• [WHAT IS REQUIRED]: Locate every line in the records below that holds the word "house" and return each one.
┄┄┄┄┄┄
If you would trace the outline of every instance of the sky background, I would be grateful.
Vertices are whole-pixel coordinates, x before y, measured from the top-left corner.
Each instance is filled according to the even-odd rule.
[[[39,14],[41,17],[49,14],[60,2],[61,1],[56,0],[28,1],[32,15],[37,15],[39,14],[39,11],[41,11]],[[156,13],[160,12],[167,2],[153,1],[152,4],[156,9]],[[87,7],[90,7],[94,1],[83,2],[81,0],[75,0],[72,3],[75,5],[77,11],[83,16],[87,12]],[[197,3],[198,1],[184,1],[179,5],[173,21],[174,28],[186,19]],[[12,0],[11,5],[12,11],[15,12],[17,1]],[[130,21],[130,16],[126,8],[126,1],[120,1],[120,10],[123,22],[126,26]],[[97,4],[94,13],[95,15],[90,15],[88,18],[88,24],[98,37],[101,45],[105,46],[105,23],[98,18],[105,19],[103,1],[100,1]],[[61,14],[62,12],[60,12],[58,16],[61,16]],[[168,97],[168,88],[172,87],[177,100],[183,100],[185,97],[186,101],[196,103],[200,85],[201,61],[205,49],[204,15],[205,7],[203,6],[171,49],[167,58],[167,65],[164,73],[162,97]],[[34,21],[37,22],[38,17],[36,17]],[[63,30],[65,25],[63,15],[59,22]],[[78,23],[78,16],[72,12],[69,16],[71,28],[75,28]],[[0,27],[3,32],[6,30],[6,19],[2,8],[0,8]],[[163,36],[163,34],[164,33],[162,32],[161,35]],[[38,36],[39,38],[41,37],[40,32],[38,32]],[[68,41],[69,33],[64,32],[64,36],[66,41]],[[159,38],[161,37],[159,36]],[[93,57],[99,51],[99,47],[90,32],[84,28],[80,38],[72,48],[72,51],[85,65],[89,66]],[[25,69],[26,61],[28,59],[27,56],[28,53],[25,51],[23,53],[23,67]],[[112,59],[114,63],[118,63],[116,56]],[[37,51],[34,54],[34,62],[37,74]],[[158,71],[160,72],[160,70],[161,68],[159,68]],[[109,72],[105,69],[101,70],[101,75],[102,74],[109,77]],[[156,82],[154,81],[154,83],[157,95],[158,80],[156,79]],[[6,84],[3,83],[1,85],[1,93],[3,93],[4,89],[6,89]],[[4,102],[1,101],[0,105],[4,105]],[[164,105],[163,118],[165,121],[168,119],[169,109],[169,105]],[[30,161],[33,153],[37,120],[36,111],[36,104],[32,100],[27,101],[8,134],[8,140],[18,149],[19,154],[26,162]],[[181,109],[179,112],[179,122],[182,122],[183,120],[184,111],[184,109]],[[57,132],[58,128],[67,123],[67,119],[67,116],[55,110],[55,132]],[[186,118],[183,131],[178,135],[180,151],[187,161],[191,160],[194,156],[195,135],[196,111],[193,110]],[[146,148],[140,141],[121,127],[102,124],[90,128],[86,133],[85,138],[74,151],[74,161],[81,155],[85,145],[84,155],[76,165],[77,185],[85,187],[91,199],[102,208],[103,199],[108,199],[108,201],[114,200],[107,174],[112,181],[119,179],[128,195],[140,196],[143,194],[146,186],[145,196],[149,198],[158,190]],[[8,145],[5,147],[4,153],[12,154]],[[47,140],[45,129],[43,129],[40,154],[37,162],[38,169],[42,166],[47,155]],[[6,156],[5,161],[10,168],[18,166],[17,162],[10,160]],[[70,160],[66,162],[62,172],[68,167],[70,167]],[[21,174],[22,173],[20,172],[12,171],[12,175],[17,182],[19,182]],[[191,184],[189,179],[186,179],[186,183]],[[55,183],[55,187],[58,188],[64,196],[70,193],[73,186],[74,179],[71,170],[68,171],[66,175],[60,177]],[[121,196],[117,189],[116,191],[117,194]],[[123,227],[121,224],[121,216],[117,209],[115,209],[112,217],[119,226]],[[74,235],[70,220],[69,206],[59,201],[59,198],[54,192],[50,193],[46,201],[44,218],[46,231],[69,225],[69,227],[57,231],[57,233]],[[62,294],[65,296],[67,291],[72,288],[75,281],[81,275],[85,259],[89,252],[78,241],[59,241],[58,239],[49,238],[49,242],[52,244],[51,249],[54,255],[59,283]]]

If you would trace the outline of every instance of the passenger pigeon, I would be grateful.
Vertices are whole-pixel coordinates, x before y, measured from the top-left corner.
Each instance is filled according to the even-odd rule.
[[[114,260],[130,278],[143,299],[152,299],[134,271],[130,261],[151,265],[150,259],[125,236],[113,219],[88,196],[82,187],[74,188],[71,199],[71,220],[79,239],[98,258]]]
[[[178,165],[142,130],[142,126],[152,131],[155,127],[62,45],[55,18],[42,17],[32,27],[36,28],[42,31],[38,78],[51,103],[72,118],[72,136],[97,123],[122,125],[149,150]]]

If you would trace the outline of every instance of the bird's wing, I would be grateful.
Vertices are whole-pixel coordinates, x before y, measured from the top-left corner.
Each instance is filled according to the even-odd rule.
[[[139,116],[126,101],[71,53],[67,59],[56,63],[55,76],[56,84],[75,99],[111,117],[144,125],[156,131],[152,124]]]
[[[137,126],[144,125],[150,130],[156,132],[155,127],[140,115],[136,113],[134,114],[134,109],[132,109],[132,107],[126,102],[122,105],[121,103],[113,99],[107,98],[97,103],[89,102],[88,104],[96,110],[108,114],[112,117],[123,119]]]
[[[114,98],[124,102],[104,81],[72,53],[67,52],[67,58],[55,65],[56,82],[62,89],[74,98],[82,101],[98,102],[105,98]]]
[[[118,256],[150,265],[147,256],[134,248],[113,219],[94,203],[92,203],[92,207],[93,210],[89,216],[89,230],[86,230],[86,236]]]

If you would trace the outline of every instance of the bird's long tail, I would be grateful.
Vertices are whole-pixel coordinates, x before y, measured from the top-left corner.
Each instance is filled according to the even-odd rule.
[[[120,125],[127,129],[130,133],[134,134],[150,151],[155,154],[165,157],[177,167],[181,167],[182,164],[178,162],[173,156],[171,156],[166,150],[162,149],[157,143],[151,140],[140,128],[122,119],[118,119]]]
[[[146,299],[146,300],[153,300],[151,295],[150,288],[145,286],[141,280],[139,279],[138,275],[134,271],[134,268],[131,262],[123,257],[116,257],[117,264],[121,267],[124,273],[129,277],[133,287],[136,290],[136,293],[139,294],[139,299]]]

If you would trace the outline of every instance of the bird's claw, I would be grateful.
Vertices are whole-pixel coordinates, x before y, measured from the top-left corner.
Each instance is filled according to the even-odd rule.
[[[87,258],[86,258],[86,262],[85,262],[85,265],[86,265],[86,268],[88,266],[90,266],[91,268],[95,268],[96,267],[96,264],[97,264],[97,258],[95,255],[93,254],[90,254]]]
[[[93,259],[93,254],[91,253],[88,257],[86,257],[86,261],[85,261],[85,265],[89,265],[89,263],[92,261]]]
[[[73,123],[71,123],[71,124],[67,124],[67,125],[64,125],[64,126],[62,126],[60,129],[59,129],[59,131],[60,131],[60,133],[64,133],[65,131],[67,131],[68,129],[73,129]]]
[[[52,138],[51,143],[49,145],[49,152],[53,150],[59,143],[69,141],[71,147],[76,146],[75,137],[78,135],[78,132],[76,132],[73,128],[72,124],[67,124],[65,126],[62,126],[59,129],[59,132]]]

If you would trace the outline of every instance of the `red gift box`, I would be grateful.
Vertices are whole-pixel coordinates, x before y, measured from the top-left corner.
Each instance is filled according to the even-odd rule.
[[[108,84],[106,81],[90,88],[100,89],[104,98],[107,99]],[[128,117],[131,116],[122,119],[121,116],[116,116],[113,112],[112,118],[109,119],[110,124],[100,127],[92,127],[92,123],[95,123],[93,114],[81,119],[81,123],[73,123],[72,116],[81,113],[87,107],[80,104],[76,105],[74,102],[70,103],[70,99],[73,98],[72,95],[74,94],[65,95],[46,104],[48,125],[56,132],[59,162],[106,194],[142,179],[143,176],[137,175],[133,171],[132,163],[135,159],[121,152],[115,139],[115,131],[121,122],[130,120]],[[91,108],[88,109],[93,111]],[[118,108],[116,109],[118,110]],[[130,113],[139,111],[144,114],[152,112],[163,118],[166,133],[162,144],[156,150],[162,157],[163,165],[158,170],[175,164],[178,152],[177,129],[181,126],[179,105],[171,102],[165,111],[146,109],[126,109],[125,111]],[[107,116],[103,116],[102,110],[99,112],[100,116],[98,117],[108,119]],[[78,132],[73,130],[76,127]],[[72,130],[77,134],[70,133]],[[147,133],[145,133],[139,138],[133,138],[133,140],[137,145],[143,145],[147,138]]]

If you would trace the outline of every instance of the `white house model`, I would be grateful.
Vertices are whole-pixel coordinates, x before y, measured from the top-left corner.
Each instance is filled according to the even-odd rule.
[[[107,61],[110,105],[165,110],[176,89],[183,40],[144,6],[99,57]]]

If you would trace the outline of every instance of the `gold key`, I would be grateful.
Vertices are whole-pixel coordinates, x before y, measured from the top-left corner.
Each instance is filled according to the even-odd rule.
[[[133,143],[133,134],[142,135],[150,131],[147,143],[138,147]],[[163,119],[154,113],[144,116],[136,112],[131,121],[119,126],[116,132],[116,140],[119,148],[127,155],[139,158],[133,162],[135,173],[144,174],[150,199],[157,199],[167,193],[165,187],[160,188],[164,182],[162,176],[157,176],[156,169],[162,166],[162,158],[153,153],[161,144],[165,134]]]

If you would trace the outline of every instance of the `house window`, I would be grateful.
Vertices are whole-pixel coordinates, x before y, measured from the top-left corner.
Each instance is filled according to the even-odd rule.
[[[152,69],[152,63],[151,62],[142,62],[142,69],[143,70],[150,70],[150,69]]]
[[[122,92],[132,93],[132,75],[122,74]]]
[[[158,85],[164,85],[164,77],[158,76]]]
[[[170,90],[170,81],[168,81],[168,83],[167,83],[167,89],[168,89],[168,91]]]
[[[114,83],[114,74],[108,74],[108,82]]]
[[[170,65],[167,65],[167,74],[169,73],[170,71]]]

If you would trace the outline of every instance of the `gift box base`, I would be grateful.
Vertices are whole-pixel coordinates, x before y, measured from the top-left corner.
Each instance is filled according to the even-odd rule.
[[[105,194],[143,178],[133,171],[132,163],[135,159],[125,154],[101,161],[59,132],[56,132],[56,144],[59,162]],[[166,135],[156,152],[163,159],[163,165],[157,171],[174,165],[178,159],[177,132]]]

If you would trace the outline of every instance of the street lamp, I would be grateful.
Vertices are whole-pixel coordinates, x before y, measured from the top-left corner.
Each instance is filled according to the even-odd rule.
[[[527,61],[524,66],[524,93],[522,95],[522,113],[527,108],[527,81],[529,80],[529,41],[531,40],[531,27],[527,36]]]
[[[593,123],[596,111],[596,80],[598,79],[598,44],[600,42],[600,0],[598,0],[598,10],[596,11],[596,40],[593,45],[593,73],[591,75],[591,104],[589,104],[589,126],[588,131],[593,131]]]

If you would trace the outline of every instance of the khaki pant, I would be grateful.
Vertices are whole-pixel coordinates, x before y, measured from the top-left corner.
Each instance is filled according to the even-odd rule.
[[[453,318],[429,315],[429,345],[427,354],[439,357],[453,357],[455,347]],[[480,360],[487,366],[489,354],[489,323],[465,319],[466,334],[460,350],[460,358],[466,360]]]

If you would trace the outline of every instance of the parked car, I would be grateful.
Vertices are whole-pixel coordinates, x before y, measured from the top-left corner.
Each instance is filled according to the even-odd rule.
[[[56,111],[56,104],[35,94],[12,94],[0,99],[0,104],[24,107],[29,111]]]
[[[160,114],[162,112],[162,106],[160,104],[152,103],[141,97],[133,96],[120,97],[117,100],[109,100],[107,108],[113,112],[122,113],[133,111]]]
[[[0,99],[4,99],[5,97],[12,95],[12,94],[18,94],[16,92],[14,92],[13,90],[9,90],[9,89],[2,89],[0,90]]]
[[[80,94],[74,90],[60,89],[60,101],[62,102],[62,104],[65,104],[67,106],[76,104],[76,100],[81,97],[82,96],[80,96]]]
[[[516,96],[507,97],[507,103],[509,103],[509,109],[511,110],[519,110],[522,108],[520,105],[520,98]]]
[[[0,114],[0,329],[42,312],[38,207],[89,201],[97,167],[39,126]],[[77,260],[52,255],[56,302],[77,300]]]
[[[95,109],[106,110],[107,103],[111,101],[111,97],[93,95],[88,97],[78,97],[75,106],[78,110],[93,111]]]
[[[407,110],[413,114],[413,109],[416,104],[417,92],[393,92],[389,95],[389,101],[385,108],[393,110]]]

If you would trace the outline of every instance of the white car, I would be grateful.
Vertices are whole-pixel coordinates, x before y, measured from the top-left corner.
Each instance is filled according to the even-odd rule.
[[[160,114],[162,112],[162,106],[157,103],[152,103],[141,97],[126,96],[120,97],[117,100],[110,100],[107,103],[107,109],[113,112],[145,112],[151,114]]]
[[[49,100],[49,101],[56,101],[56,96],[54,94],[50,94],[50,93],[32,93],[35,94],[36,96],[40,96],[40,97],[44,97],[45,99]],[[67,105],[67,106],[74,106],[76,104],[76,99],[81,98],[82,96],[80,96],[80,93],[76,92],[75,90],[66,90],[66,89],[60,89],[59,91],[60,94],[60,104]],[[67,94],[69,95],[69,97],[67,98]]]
┄┄┄┄┄┄
• [WRITTEN ANSWER]:
If you would trace the outline of every instance of the `white house model`, I would be grateful.
If you would trace the outline of every instance of the `house window`, I would be grateful.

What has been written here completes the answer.